#### [Input for this task]
***

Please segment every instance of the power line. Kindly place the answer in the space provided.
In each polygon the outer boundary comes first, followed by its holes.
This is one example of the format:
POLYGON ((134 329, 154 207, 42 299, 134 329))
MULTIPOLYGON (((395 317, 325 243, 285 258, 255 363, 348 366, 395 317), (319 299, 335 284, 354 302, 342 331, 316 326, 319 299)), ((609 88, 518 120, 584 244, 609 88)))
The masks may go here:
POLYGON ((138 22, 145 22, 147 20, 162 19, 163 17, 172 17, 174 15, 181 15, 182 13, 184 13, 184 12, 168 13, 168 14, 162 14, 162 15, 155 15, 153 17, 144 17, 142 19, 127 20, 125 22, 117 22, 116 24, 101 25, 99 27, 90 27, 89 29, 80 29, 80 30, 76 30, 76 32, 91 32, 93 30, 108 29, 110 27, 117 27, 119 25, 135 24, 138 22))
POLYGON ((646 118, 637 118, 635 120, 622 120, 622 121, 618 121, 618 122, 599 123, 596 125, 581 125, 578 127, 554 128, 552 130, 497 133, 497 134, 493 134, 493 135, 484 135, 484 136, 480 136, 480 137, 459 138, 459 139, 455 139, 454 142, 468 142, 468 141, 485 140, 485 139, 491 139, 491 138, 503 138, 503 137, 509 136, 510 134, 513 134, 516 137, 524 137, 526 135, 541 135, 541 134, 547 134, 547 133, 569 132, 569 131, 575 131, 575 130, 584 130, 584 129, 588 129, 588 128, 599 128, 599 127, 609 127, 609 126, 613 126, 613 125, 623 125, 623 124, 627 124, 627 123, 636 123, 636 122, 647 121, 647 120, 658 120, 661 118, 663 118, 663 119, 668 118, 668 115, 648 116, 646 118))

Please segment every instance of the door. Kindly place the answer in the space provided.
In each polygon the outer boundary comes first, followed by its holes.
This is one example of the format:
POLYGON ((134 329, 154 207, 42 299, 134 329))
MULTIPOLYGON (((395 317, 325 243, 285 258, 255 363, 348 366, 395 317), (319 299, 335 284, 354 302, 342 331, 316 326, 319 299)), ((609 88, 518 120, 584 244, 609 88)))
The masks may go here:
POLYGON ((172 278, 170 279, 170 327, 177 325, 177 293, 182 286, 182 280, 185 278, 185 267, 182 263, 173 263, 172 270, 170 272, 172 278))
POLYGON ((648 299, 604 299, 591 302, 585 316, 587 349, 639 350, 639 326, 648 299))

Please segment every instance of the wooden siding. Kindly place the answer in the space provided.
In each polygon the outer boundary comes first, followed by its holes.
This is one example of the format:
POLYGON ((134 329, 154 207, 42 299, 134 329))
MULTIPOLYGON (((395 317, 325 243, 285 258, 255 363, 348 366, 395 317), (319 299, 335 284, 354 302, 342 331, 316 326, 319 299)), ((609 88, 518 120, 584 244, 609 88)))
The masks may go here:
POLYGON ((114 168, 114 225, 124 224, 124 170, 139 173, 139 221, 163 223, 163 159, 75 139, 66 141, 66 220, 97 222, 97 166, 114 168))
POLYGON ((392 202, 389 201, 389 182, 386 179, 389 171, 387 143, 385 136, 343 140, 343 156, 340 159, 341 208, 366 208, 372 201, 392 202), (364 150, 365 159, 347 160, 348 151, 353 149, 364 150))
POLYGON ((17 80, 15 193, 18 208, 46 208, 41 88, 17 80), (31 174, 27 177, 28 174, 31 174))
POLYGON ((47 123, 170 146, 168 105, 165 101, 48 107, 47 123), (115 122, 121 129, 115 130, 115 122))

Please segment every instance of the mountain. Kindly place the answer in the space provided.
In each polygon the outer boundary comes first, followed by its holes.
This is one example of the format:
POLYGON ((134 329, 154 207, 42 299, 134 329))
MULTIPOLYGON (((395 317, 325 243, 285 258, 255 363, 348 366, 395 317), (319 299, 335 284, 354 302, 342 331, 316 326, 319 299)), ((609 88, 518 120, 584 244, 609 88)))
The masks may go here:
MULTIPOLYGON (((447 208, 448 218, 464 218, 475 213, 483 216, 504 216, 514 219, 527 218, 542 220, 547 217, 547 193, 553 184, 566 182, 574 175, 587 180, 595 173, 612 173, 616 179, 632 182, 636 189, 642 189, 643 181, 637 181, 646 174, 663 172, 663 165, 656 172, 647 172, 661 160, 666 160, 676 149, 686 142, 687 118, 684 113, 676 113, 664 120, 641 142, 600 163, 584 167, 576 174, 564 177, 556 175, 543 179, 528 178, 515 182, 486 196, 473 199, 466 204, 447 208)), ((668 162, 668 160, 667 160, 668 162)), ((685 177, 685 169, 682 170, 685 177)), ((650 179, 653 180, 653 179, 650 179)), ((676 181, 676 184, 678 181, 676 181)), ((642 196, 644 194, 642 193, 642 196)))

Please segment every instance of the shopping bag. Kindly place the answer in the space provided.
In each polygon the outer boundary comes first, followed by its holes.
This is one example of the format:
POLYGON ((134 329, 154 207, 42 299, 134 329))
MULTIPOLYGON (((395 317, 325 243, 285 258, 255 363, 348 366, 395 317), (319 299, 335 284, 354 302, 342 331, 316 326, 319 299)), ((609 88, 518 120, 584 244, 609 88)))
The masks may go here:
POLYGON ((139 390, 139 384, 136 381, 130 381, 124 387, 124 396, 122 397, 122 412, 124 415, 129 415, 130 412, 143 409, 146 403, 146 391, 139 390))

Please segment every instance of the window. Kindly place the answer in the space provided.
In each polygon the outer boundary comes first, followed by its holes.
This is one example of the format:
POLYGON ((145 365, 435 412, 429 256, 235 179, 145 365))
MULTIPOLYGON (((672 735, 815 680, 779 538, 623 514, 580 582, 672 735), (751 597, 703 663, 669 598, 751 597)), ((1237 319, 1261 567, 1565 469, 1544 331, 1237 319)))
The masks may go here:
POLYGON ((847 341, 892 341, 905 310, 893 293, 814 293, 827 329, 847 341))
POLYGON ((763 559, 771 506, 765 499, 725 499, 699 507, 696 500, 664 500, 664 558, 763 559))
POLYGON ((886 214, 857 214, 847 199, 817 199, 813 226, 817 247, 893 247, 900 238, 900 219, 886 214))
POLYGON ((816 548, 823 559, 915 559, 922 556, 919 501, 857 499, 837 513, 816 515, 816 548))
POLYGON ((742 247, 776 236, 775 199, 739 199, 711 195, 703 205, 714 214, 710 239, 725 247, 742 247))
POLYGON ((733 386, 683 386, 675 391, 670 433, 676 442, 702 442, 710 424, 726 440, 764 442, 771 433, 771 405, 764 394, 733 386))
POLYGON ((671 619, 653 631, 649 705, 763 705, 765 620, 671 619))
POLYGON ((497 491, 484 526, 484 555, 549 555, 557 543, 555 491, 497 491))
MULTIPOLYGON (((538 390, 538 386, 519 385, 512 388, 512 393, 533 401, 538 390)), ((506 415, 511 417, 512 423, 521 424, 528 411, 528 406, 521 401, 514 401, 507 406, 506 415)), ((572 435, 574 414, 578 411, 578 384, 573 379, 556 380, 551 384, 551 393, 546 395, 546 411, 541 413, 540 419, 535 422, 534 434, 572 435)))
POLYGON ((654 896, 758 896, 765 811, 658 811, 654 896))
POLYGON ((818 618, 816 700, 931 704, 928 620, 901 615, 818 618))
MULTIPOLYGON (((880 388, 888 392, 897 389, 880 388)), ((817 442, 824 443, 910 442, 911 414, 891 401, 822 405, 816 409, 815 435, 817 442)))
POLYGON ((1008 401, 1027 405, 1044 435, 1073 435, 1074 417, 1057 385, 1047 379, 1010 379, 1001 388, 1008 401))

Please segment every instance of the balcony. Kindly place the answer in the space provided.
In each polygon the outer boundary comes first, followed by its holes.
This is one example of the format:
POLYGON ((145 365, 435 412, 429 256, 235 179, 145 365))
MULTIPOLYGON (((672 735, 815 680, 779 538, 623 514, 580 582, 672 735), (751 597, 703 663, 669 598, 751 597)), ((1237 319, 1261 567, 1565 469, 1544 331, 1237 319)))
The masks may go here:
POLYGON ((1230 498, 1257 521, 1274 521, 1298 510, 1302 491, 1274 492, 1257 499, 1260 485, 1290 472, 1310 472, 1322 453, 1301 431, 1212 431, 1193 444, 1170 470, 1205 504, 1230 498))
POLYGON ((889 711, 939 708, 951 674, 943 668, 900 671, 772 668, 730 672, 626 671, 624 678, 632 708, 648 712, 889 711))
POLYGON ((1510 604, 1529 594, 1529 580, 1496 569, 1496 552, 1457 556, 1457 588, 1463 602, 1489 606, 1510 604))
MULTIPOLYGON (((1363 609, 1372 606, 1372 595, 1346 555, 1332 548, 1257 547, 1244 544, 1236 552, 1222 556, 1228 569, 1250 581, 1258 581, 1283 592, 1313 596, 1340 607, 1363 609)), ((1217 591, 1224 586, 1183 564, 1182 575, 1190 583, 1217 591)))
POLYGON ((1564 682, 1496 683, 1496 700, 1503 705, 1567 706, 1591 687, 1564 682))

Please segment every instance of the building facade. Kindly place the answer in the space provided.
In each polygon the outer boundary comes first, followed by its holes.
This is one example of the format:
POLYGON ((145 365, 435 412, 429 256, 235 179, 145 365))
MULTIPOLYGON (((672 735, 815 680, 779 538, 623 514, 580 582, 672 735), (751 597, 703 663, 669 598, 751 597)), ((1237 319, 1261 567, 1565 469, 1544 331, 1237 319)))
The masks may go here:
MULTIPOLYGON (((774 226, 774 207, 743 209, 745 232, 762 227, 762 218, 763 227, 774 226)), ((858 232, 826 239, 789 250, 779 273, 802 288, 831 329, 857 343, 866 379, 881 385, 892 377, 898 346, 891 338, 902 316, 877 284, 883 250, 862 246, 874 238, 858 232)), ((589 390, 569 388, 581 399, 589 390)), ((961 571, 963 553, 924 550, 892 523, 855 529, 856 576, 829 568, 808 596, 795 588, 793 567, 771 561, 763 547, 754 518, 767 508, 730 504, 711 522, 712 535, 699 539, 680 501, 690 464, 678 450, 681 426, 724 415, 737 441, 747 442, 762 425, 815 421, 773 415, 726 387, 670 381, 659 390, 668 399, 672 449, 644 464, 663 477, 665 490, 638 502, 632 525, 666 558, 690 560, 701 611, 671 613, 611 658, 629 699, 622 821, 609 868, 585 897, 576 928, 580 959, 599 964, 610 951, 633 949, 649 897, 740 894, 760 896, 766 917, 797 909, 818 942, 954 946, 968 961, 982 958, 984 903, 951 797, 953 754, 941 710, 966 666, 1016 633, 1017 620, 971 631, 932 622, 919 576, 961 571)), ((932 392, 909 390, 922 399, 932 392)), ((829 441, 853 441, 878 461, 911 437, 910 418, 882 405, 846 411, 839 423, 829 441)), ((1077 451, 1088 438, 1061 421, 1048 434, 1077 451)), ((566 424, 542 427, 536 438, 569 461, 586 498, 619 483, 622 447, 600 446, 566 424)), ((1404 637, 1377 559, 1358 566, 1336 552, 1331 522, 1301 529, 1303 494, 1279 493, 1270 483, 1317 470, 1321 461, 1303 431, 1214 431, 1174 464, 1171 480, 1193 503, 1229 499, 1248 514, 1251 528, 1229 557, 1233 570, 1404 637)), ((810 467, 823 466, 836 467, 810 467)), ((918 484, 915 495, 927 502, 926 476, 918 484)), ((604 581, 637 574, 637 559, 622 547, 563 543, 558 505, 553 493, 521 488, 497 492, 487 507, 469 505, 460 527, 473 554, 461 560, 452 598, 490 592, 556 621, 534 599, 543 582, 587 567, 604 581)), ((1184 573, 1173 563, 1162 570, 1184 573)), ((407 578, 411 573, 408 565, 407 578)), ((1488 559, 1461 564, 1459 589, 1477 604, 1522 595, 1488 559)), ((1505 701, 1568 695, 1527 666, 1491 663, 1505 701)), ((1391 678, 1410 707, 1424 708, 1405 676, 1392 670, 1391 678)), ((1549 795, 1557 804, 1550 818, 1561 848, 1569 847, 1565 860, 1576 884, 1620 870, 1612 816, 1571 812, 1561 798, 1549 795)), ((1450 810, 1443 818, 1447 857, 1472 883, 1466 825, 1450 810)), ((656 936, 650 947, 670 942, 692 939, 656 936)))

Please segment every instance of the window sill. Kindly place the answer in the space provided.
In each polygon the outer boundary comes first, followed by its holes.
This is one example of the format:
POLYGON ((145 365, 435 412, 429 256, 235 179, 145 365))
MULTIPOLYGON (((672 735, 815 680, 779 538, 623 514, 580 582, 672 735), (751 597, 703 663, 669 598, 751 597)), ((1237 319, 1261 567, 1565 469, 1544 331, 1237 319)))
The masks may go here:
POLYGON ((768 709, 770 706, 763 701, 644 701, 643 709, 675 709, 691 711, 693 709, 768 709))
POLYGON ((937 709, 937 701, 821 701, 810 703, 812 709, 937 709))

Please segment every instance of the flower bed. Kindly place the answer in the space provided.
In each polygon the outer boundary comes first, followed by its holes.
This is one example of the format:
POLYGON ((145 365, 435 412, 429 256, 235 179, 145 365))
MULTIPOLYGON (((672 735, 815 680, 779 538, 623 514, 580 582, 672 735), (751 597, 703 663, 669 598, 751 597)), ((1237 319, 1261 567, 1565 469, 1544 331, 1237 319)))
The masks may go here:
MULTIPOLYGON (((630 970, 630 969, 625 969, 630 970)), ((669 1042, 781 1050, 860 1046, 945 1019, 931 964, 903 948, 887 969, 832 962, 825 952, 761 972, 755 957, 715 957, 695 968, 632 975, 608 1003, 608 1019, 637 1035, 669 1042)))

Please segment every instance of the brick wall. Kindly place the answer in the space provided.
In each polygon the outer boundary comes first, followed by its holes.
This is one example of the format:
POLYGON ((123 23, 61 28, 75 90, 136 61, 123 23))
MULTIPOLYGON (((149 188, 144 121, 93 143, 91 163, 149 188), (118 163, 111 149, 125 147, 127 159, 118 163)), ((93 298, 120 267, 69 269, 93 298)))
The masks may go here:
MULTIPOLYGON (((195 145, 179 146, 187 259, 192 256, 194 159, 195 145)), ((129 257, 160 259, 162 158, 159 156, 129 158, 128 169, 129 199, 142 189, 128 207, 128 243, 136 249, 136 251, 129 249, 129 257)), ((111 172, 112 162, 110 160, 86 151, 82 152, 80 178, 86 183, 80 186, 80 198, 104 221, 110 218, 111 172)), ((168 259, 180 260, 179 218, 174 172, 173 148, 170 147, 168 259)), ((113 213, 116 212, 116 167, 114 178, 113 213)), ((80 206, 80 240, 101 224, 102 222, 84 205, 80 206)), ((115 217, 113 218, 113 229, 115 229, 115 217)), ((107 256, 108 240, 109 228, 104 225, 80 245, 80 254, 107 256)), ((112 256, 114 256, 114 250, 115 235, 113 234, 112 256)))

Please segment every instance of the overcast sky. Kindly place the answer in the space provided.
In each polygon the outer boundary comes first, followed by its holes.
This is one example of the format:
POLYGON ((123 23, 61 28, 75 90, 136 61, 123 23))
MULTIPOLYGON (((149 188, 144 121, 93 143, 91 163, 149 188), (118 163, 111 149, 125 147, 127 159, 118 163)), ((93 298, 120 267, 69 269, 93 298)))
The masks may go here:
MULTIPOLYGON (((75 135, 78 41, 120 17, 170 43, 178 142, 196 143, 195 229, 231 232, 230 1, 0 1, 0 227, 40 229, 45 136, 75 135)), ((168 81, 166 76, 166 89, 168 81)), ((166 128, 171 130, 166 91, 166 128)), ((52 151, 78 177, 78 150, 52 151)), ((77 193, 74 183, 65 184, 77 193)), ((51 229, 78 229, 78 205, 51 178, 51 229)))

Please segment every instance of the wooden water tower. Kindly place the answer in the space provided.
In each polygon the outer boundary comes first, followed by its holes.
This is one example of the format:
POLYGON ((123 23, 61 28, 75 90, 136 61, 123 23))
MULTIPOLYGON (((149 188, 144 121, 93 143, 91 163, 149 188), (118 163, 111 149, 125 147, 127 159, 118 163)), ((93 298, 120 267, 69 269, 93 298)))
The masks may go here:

***

#### [Directions]
Every line of the listing that includes the word "window" belongs in the answer.

#### [Result]
Please segment every instance of the window. Kindly place the answer in the space provided.
Please segment every instance of the window sill. Kindly place the answer in the space provided.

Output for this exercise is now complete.